→ Quellenauszug

Was würdest du mitnehmen, wenn Krieg kommt? Diese Frage stellt Fotografin Lorra Menassa Menschen im Libanon. Den Pass, Geld, Erinnerungen, antworten die meisten Libanesen, die sie fotografiert hat, vor allem eine Erinnerung an zuhause. Den Schlafanzug seiner Mutter, meint der 15-Jährige George, um sich an ihren Geruch zu erinnern.
Es ist eine Frage, die viele hier aktuell beschäftigt. Die meisten Freunde von Lorra Menassa hatten sich bereits im letzten Krieg 2006 angewöhnt, immer eine Notfall-Tasche gepackt zu haben, auch sie habe nun die Frage im Kopf, was sie mitnehmen würde, wenn sie das Land verlassen müsste, sagt sie.
Jeden Tag Angriffe im Libanon
Spätestens seit dem 7. Oktober ist auch im Libanon die Angst vor einem neuen Krieg zurück. Seitdem beschießen sich libanesische Hisbollah-Miliz und die israelische Armee im Grenzgebiet, inzwischen fast täglich. Der Süd-Libanon an der Grenze zu Israel wird kontrolliert von der Hisbollah, doch in den letzten Wochen feuert Israel immer wieder auch auf Ziele in anderen Teilen des Landes, will Hamas- und Hisbollah-Mitglieder ausschalten.
Die Hamas sind Verbündete der Hisbollah. Hisbollah-Chef Nasrallah machte diese Woche erneut deutlich, seine Angriffe auf israelisches Gebiet würden nicht aufhören, solange Israel die Hamas in Gaza bekämpft.

→ Daten

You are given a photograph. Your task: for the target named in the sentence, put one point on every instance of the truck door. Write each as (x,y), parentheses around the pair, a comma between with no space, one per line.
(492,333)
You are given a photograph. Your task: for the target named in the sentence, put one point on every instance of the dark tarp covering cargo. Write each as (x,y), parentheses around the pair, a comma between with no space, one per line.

→ Aufgabenstellung
a - Was würde der 15-jährige George laut dem Text über die Kriegsangst im Libanon mitnehmen, und wozu?
b - Zähle alle Dinge auf, die nach dem Text über die Kriegsangst im Libanon die meisten der fotografierten Libanesen mitnehmen würden.
c - Schreibe den Text über die Kriegsangst im Libanon im Anschluss an seinen letzten Satz weiter.

→ Antworten je Aufgabe
a - Den Schlafanzug seiner Mutter, um sich an ihren Geruch zu erinnern.

b - Den Pass, Geld und Erinnerungen (vor allem eine Erinnerung an zuhause).

c -
Auch Hisbollah kümmert sich um Geflüchtete
Aus den Grenzorten im Süden sind zehntausende Libanesen geflohen, haben vor allem in Tyros, 25 Kilometer weiter nördlich, Schutz gesucht. In Schulen teilen sich mehrere Menschen einen Klassenraum, die Flure sind voller Kinderspielzeug und Wäscheständern. Seit fünf Monaten schlafen, kochen, essen, waschen sie in einem Zimmer.
Unicef verteilt im Schulhof Hilfspakete mit Hygieneartikeln, um viele der Geflüchteten kümmert sich auch die Hisbollah, versorgt sie mit Essen und dem Nötigsten, so wollen sie die, die ihre Häuser verloren haben, an sich binden, weiterhin ihre Unterstützung sichern.
Fatima Mohamed Abdullah: "Es ist diesmal ganz anders"
In einem der Klassenräume ist auch die Familie von Fatima Mohamed Abdullah untergebracht. Sie floh mit ihrer Tochter Zaineb Ali Wahid und den beiden Enkelkindern Ali und Mariam aus Naqura ganz im Süden nach Tyros. Der Schwiegersohn wurde bei einem der Angriffe verletzt. Sie hat in ihrem Leben schon mehrere Kriege in ihrem Land erleben müssen.
Doch damals sei für sie immer klar gewesen, dass die Kämpfe nach ein oder zwei Monaten vorbei sein würden und sie dann wieder nach Hause zurückkehren könne. Das wüsste sie nun nicht, "es ist diesmal ganz anders", sagt Fatima Mohamed Abdullah. Viele Kräfte sind in dem Konflikt involviert, Hisbollah und die verbündete Hamas werden gestützt von Iran, sie teilen den Hass auf Israel.
"Ich glaube, die Hisbollah versucht ein doppeltes Spiel zu spielen", meint Journalist Toni Abi Najem. Er ist einer, der es wagt, die Hisbollah öffentlich immer wieder zu kritisieren. Auf der einen Seite wollten sie nicht in einen großen Krieg ziehen, auf der anderen hätten sie viele Verpflichtungen der Hamas und Iran gegenüber und müssten reagieren, deshalb eskaliere die Situation immer mehr. Toni Abi Najem und andere Analysten sind der Meinung, ein neuer Krieg im Libanon habe bereits begonnen, da mehrere Teile des Landes bereits betroffen sind. Er glaubt, der Libanon werde mehr und mehr zerstört.
Kein Vertrauen in den Staat
Auch in der Hauptstadt Beirut wächst die Sorge vor Angriffen.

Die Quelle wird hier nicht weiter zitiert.